| Task to carry out |
Gather each line of the listing below that contains the word "black", treating uppercase and lowercase letters as different.

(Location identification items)
────────────────────
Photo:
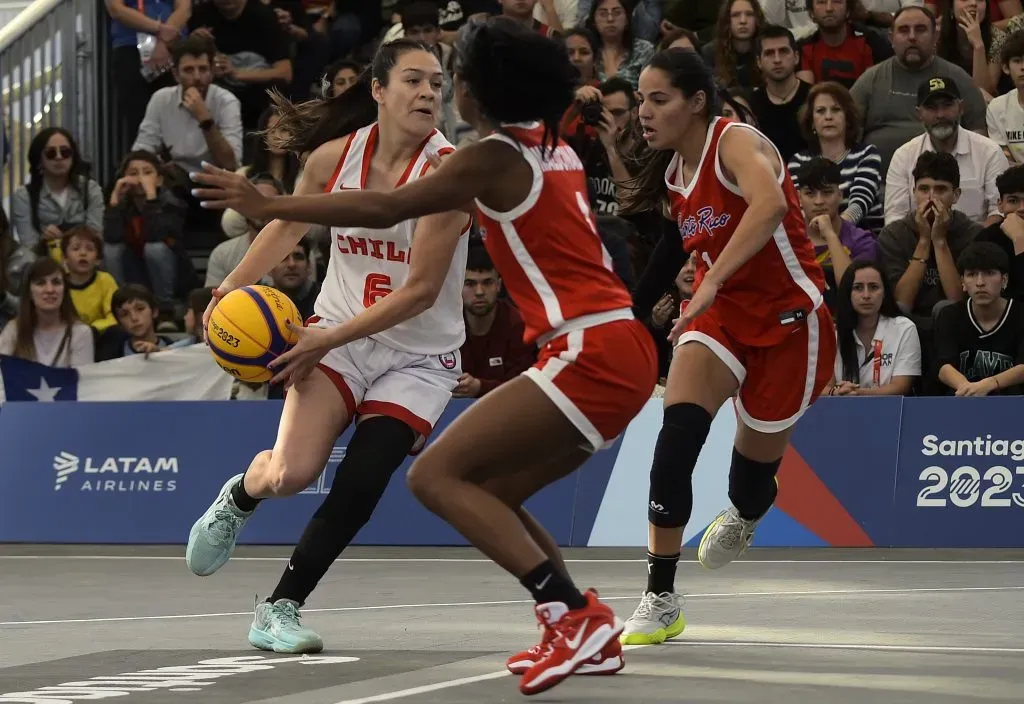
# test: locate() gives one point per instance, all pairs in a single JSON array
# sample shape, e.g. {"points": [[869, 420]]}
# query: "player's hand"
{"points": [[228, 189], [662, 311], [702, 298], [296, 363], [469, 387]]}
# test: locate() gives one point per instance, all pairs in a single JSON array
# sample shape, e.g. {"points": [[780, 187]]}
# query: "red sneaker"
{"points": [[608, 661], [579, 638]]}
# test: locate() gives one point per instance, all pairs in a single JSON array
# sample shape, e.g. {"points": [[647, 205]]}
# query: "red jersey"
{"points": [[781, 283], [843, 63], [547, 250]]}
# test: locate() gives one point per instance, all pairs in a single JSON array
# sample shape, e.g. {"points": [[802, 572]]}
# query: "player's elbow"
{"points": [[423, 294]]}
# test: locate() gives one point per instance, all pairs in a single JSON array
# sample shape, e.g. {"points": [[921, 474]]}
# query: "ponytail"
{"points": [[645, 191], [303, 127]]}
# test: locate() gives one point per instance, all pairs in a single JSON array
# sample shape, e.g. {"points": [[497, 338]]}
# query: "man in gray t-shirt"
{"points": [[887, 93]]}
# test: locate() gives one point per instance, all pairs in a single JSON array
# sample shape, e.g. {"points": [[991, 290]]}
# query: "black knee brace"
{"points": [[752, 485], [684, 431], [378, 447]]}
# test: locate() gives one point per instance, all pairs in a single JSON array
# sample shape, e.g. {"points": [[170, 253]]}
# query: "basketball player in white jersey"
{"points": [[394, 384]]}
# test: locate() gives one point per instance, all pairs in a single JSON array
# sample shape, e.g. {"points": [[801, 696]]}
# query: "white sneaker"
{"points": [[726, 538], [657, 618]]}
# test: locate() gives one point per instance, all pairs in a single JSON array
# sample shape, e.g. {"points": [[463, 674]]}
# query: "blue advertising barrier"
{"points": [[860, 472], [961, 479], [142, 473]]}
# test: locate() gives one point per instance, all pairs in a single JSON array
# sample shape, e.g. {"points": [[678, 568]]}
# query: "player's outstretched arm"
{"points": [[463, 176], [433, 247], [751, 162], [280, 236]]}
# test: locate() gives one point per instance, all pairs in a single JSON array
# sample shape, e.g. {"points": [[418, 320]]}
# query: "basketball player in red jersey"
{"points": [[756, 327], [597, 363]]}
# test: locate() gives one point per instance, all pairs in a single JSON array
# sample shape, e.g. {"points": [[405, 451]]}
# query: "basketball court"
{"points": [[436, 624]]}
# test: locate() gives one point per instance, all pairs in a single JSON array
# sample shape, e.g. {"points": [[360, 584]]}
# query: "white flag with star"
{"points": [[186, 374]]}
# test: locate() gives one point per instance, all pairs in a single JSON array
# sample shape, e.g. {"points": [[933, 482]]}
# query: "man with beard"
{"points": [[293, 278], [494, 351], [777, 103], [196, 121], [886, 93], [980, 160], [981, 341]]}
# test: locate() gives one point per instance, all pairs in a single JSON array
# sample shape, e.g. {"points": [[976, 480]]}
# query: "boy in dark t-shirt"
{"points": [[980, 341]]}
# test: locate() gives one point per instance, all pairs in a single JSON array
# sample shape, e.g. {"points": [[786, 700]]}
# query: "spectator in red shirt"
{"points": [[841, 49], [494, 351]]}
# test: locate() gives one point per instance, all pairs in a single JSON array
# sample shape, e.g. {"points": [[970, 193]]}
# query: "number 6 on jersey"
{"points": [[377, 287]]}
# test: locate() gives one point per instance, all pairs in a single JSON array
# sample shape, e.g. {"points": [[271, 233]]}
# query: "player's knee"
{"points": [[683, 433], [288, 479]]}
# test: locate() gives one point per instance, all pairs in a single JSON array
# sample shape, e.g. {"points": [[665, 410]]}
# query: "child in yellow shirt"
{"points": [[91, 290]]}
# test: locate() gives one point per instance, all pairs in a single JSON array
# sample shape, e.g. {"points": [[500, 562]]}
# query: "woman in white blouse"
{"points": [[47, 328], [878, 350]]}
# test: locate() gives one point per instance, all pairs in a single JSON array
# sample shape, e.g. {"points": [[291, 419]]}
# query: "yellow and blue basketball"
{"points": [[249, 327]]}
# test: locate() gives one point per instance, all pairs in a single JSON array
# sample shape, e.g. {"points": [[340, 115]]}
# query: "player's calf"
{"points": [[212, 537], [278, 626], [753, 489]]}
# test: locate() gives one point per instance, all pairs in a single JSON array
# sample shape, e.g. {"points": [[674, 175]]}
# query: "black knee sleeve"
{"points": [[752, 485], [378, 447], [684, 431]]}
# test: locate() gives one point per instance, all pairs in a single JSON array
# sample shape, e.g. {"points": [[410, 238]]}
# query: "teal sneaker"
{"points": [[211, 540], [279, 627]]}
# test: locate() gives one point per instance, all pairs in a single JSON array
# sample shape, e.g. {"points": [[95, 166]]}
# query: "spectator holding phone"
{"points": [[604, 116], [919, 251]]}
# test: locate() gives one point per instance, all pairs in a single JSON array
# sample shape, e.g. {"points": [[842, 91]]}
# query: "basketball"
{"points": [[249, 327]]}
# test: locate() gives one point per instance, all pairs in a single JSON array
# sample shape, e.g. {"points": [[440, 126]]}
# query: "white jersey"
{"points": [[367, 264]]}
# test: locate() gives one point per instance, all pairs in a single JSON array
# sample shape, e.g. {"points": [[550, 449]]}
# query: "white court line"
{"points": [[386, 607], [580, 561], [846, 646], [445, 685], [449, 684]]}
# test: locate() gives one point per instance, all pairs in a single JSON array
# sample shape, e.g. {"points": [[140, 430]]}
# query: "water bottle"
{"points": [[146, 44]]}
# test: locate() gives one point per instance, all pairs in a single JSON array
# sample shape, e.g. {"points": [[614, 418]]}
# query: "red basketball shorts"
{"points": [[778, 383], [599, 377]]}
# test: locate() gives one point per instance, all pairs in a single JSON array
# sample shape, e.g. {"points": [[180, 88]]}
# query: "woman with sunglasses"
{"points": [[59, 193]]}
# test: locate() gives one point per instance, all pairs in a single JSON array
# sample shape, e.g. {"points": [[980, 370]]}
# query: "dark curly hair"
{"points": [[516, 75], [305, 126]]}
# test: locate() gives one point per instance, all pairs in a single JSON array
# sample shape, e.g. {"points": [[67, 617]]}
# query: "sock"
────────────────────
| Worked answer |
# query: "black knee brace"
# query: "black knee sleeve"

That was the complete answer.